◆ Problem to solve: Please reproduce all of the material below word for word, omitting the pictures.

◆ Entries:
— begin —
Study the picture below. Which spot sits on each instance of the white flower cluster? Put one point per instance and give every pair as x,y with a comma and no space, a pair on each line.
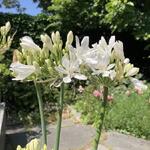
105,60
5,39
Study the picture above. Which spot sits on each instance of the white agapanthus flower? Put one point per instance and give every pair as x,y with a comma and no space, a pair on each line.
118,51
101,57
138,84
82,49
104,48
22,71
28,44
70,68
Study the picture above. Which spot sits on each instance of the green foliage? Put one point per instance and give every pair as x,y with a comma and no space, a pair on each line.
127,16
131,115
127,114
115,15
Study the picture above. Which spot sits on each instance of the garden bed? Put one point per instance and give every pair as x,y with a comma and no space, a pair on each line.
2,125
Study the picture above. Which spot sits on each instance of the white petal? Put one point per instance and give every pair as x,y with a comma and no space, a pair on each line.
138,84
112,42
85,42
22,71
67,79
65,62
110,66
60,69
77,42
80,76
118,49
28,44
127,60
106,74
133,71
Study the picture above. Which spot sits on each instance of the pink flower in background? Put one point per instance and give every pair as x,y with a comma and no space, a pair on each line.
128,93
80,89
97,93
110,98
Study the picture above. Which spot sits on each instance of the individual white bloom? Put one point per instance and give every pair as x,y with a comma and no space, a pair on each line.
82,49
103,48
111,74
138,84
118,51
130,70
69,37
28,44
8,26
22,71
47,42
70,68
126,61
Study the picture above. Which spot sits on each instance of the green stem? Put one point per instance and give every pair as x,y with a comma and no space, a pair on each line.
60,105
102,116
40,101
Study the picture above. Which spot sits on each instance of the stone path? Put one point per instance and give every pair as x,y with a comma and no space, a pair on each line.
76,137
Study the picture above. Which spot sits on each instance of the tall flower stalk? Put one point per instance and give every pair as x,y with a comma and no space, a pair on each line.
40,102
101,119
59,118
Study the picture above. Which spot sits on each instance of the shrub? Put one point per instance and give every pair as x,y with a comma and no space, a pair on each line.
128,112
— end —
◆ Solution for this problem:
Study the picture below. Which spot sits on each instance of the white flower cluster? Put one point per instance and give every pair as x,y with a comma and no space, a pair on each line.
105,60
5,39
Study the picture above. Which spot sits on each instance of the white agapanthus flower? Put one point per instance and give every pair as x,y with a comma and no space, a pair on each line.
118,51
101,57
138,84
82,49
104,48
22,71
28,44
70,68
Study the picture above. Which spot sits on each instance of the green foliage? Put one point per instance and give every pair as x,y with a comma and no space, a pair on each line.
127,16
131,115
127,114
115,15
Study the picture above. Which spot sits on each instance of the garden bed? Put one point per instance and give every pair as x,y with a comma and no space, a pair on each line.
2,125
Study the picture above. Which spot sits on each instance of the white petal? Put one point per instance and give every pair as x,y with a comma and no space, a pair on each line.
138,84
112,42
85,42
22,71
67,79
65,62
110,66
60,69
77,42
80,76
118,49
28,44
127,60
106,74
133,71
Study the picture above. Which spot sits on each instance of the pink flower in background? Put one point per instance and give every pair as x,y with a comma and no space, a pair on each line.
128,93
80,89
97,93
110,98
Study the picture above. Which spot sits on each instance of the individual white bloom? Put one point per instance and give every pair as x,y with a comma and no space, a pair on each line.
82,49
103,48
111,74
138,84
118,51
130,70
69,37
28,44
8,26
22,71
47,42
70,68
126,61
Study the picture above. Which spot sits on each instance of the green stem? Put one point per instance and give every pair as x,y with a comma and no space, a pair on each line.
60,105
102,116
40,101
Study the picture above. Which spot sits on each instance of the stone path? Put one point per instance and give every pair as x,y with a comma and no space, a pair on each line.
76,137
Study the picture above. Which spot sits on each instance of the tall flower stalk? Put one point per instance and give every pair as x,y with a comma and no space, a pair on each line.
40,102
101,119
59,118
Study the picture above. Which spot sits on each instance of the shrub? Put one point per instance and give every pair as x,y with a comma and no space, a pair on each line.
128,112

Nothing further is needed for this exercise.